TEXTO DE ORIGEM:
╔══

Muitos têm observado que desde o final dos anos 80 do século XX o estudo da profecia bíblica e dos livros proféticos vem passando por uma mudança de paradigma. De fato, os estudos proféticos encontram-se há bastante tempo em um período de transição. Eles não são os mesmos de algumas décadas atrás. Uma rápida vistoria na variedade atual de abordagens metodológicas nos estudos bíblicos é suficiente para demonstrar que os estudos histórico-críticos tradicionais deram lugar a maneiras menos históricas e não-históricas de ver os livros proféticos, como abordagens literárias e de gênero ou estudos pós-coloniais e críticas ideológicas. No entanto, os estudos histórico-críticos não perderam sua relevância nos estudos de profecia. O foco é que mudou, se afastando da reconstrução da vida e das obras dos profetas históricos e se concentrando nos processos literários que resultaram nos livros proféticos bíblicos e em questões sociorreligiosas relacionadas à profecia e à sociedade. Os estudos diacrônicos dos livros proféticos não visam mais ‘o verso intocado e não contaminado do autor, poeta e profeta’. Os livros proféticos são hoje lidos no contexto do pós-exílio, ou seja, em sua forma literária mais recente, embora não necessariamente seja esta a forma final.
Além disso, os estudos históricos não se limitam mais ao texto bíblico, graças à crescente atenção aos documentos sobre a profecia do Antigo Oriente Médio, que permite a apreciação da profecia israelita como mais um exemplo de um fenômeno cultural e sociorreligioso mais amplo de transmissão de palavras supostamente divinas a destinatários humanos. Nenhum estudo sério da profecia como fenômeno histórico pode prescindir de fontes extrabíblicas, que hoje estão disponíveis para todo pesquisador.

╚══

[Entradas de dados]
╔══

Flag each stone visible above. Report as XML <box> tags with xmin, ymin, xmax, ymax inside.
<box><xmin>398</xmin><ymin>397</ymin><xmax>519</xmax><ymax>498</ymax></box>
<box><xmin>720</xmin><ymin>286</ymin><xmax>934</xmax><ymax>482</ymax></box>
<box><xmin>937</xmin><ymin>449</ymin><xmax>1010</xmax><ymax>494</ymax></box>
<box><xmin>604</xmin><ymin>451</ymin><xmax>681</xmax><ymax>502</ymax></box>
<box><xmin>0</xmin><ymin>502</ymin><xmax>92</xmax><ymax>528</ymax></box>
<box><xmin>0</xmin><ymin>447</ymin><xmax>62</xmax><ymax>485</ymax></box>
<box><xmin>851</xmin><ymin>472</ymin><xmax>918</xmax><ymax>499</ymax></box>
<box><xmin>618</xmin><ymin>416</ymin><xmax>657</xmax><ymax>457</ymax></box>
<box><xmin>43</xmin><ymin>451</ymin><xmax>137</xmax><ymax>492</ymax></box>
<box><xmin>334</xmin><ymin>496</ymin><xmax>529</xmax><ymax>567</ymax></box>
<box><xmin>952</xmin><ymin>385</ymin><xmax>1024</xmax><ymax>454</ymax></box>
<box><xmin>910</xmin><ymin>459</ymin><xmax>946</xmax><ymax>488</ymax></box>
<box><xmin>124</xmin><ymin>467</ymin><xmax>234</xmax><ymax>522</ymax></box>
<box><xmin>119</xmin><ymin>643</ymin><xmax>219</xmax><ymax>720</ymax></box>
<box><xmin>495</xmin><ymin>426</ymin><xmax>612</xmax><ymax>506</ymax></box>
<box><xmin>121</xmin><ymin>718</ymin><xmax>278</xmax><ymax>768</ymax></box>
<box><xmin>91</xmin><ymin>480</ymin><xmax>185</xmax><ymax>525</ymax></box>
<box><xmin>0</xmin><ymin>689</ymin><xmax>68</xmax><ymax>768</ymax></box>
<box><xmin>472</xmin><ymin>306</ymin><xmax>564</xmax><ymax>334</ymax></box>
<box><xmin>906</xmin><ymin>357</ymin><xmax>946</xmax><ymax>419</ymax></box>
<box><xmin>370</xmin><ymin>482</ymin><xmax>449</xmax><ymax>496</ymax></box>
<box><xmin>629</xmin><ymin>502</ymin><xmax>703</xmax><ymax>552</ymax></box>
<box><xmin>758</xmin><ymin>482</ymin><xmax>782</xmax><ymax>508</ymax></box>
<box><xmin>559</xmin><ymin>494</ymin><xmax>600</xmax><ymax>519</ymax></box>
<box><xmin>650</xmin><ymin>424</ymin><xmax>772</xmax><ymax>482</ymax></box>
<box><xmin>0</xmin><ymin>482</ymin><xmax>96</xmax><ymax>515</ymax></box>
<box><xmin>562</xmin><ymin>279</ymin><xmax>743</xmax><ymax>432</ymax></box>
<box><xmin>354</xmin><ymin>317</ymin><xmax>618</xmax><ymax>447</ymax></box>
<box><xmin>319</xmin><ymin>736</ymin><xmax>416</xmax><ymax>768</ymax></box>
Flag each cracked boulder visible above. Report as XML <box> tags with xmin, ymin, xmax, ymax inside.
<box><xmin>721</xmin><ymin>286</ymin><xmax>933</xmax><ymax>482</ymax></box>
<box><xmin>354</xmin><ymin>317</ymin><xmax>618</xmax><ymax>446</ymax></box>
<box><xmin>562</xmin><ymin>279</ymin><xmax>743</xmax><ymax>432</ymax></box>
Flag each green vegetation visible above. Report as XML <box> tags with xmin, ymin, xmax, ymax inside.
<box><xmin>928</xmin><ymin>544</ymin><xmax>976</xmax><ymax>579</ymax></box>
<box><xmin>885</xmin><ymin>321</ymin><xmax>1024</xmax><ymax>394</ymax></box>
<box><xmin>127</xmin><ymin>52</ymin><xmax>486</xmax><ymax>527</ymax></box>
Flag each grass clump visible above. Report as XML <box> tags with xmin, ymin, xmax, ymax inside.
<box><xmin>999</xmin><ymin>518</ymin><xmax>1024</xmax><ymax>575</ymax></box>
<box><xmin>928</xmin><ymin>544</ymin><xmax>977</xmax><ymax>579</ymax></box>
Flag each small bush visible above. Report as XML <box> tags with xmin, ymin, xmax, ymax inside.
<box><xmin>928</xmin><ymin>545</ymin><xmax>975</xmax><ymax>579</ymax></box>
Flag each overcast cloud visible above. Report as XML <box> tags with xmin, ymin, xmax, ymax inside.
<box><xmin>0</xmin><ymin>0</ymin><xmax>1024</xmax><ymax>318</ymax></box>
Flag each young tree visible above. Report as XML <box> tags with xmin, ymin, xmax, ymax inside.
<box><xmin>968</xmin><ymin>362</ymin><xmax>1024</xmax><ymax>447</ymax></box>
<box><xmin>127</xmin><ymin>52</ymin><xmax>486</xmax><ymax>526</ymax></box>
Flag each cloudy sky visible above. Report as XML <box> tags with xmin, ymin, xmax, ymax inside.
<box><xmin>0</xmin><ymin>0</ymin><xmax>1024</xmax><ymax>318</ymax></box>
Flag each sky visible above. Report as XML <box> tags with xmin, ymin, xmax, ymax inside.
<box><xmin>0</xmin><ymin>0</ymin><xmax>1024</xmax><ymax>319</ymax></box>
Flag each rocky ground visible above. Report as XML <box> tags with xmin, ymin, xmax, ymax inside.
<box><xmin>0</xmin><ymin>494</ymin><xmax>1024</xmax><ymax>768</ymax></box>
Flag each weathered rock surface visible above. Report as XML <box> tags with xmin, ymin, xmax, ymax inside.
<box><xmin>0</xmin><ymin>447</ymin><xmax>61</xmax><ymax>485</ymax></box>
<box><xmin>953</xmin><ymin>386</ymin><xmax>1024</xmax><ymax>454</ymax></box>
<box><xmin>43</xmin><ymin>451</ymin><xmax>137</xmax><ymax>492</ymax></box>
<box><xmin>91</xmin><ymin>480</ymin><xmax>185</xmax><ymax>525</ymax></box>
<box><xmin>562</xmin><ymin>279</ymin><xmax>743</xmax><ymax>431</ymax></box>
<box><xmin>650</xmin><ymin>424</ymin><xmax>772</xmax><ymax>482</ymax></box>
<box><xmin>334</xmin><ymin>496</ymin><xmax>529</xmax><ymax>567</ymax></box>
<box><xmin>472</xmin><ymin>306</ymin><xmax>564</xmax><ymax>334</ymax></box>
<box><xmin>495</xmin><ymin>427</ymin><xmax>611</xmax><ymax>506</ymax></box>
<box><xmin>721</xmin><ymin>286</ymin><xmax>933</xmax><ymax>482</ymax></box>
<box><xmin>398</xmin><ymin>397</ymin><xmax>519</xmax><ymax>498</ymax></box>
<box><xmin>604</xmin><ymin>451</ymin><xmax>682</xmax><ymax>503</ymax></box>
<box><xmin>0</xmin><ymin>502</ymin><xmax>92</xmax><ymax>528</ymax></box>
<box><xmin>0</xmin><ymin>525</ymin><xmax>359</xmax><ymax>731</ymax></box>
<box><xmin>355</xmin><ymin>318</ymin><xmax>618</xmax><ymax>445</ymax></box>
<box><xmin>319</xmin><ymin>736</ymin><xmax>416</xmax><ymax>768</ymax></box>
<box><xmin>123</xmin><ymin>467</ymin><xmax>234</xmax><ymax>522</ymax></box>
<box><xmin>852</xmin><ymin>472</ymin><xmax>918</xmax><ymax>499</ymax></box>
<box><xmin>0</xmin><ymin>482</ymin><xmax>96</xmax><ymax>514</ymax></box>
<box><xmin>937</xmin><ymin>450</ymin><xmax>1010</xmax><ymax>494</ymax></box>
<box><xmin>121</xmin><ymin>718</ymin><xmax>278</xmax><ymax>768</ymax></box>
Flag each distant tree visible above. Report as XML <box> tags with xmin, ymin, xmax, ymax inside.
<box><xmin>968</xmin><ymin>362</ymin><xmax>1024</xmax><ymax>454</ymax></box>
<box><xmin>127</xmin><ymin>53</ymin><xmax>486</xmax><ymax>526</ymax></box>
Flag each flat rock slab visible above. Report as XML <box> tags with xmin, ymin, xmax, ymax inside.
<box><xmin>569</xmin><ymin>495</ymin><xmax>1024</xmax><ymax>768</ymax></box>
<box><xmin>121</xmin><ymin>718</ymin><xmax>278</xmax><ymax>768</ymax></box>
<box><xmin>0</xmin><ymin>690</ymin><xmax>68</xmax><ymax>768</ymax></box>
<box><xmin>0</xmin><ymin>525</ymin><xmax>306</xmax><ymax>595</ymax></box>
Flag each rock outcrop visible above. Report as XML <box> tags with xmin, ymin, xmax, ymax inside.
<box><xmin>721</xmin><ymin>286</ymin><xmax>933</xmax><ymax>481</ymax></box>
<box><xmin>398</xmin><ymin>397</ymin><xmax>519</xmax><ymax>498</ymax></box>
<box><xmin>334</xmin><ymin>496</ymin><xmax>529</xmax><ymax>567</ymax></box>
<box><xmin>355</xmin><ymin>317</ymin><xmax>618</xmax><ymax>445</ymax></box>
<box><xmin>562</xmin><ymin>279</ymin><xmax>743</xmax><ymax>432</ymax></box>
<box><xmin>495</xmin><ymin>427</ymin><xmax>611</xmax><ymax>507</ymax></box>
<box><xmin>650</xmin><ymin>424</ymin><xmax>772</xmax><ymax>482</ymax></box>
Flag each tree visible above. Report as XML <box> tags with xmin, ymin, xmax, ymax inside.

╚══

TAREFA: Edite o trecho do texto sobre os estudos proféticos que começa nas palavras "Além disso, os" e termina logo após "para todo pesquisador.", trocando "pesquisador" por "estudioso". As entradas formam um material à parte, sem relação com o texto sobre os estudos proféticos.

RESPOSTA:
Além disso, os estudos históricos não se limitam mais ao texto bíblico, graças à crescente atenção aos documentos sobre a profecia do Antigo Oriente Médio, que permite a apreciação da profecia israelita como mais um exemplo de um fenômeno cultural e sociorreligioso mais amplo de transmissão de palavras supostamente divinas a destinatários humanos. Nenhum estudo sério da profecia como fenômeno histórico pode prescindir de fontes extrabíblicas, que hoje estão disponíveis para todo estudioso.